## Working data
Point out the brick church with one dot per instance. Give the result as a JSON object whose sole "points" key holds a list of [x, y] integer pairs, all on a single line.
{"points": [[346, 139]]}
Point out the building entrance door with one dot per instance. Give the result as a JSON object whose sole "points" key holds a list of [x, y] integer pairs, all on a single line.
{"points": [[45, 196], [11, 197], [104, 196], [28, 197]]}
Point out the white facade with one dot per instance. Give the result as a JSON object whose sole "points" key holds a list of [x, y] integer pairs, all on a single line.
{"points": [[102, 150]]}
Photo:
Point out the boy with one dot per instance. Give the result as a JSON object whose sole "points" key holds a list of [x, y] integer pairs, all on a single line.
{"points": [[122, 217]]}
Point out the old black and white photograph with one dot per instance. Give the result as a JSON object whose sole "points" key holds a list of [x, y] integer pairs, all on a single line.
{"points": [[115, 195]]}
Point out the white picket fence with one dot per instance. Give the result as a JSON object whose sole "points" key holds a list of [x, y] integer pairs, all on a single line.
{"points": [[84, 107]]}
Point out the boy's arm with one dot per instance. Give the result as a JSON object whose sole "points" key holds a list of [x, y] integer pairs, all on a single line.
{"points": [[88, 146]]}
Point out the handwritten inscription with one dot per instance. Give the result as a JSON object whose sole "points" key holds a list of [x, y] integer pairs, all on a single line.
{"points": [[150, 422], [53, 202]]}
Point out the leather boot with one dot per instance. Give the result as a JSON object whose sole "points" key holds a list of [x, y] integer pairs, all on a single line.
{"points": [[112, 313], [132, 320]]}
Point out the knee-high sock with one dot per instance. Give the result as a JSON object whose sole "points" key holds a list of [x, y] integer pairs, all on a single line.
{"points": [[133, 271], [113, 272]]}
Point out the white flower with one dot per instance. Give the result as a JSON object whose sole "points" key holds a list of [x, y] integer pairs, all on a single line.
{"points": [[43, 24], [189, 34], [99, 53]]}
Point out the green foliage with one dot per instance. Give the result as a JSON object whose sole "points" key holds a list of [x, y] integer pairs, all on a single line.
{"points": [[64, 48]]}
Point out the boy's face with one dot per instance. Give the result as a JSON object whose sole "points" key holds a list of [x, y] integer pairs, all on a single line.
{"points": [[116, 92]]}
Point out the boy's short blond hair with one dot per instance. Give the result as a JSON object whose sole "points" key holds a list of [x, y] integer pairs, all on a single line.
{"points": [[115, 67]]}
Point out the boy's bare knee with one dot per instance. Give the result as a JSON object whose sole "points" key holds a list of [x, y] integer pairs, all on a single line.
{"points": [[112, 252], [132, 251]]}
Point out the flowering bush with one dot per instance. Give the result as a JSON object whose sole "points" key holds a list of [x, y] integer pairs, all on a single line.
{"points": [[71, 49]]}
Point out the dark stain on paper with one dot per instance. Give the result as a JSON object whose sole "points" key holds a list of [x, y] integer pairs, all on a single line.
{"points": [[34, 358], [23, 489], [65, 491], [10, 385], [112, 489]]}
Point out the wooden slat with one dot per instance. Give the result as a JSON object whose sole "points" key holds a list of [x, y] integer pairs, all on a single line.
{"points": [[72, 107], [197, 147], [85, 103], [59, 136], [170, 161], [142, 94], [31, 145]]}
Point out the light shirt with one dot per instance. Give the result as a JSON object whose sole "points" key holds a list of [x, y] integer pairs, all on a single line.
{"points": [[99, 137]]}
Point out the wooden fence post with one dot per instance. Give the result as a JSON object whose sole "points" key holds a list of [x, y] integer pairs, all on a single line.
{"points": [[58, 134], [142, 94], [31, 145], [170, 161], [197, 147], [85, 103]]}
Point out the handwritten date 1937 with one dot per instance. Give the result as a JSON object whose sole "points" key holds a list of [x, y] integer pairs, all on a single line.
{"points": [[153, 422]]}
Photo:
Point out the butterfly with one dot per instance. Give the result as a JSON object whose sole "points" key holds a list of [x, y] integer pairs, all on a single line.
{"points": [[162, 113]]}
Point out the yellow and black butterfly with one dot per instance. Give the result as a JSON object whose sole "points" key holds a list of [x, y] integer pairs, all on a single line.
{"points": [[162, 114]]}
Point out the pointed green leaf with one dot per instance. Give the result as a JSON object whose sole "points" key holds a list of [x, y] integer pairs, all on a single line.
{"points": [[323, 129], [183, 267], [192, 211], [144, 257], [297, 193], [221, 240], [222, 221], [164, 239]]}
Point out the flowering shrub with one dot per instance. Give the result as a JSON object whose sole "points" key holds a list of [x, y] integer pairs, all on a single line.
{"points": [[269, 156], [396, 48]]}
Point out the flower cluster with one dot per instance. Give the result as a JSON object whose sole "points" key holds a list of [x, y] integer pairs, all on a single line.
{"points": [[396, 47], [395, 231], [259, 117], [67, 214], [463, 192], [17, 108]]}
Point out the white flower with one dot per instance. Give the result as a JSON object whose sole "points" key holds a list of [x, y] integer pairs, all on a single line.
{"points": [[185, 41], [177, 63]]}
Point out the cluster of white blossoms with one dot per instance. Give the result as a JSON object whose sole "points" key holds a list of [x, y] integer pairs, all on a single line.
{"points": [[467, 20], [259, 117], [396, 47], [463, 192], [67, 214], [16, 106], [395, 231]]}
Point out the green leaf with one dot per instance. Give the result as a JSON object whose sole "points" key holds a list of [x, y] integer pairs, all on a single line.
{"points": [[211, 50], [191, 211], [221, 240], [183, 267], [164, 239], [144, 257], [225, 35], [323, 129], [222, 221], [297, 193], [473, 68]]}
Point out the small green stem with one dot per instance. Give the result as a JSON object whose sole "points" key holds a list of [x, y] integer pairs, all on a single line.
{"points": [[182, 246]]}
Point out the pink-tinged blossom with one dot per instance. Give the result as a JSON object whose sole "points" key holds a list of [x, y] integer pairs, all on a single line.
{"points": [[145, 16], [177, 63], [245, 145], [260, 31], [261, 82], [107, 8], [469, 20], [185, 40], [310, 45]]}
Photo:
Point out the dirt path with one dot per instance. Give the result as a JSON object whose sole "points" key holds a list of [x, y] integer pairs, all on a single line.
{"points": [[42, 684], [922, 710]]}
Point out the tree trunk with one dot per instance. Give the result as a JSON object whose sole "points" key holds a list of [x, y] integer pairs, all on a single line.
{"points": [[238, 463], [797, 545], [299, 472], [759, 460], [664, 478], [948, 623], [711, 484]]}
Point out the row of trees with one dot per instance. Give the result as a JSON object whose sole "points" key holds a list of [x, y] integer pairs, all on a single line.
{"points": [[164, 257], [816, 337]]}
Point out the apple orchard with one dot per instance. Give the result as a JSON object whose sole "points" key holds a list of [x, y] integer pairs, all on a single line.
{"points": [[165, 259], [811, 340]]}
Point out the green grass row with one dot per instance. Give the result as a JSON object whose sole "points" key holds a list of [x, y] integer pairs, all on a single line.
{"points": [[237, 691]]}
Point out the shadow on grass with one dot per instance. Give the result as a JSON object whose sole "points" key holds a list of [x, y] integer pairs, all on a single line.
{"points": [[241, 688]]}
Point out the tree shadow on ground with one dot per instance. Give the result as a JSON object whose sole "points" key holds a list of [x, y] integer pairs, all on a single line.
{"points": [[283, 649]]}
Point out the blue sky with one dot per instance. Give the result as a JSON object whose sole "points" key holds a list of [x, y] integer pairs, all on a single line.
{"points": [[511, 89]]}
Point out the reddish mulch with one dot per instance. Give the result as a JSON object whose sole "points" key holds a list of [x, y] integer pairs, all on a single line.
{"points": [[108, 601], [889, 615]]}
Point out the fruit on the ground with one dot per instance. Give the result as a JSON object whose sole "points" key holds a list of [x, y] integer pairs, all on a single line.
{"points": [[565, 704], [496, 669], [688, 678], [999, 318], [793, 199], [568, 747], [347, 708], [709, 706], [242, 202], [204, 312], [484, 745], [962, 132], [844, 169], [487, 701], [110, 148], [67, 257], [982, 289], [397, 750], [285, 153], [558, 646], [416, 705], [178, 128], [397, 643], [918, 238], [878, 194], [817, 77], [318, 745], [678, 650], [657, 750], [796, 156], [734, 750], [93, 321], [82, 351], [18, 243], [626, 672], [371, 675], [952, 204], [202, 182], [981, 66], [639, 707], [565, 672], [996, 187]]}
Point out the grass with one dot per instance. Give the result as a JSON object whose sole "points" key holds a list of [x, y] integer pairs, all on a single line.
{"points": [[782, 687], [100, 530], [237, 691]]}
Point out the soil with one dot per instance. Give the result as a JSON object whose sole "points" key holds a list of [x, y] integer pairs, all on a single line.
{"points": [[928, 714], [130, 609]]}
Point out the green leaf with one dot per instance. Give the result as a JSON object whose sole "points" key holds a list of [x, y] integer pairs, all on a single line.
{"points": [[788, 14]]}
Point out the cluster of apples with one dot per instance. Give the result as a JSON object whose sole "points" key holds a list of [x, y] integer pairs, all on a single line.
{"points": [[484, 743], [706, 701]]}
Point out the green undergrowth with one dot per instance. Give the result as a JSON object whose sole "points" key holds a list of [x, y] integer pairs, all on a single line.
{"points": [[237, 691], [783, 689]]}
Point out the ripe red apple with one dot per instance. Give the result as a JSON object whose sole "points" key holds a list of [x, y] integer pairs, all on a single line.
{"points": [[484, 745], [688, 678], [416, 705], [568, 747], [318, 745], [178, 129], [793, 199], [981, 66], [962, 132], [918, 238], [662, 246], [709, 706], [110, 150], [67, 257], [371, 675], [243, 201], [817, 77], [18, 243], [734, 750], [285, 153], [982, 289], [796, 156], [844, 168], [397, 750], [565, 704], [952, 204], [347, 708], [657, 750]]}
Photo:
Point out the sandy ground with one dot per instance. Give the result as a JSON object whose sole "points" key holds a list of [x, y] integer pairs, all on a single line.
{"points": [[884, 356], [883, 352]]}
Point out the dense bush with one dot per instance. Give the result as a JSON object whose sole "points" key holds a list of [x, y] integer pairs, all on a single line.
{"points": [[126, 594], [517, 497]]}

## Work to be completed
Please return exactly the lines that run from the line with "Point out the sandy" through the end of the records above, both included, and nothing more.

## Your solution
Point out the sandy ground with one dot per instance. Give the result as a JSON object whose sole "points" key holds a list of [x, y] integer pairs, all on a single line.
{"points": [[884, 356], [883, 352]]}
Point out the dense bush with one dot per instance. Give the result as a JSON object whose sole "points" key holds a list of [x, y] integer pairs, all on a single line.
{"points": [[126, 594], [517, 497]]}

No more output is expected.